WRITTEN REQUEST:
Rewrite the New Jersey recycling grants passage from "NEW JERSEY awarded" up to and including "LaTourette announced today.", swapping "communities" for "municipalities".
--- START SUPPLIED PASSAGE ---
NEW JERSEY awarded $16.2 million in grants to communities across the state to help them enhance waste reduction and recycling programs, a slight increase over the previous year’s total, Department of Environmental Protection Commissioner Shawn M. LaTourette announced today.
The annual awards are based on 2019 recycling performance, the most recent year for which data is available. Municipalities must use their funds for various recycling initiatives. These may include sponsoring household hazardous waste collection events, providing recycling receptacles in public places, or maintaining leaf composting operations.
“Our state recycling grants support local waste reduction initiatives, helping to reduce local property tax burdens for New Jersey residents while improving the cleanliness of our communities,” Commissioner LaTourette said. “This vital state support for our local governments helps to strengthens municipal commitment to recycling and improves the quality of life for countless New Jerseyans.”
--- END SUPPLIED PASSAGE ---
--- START STORED ROWS ---
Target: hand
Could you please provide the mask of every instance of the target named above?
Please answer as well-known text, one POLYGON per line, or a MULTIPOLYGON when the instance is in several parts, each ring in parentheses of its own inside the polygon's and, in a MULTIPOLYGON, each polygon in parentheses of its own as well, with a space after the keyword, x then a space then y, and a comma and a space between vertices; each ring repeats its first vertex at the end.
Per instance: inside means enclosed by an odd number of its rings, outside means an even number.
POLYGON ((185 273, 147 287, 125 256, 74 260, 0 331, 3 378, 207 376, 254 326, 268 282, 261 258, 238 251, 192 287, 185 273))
--- END STORED ROWS ---
EXPECTED ANSWER:
NEW JERSEY awarded $16.2 million in grants to municipalities across the state to help them enhance waste reduction and recycling programs, a slight increase over the previous year’s total, Department of Environmental Protection Commissioner Shawn M. LaTourette announced today.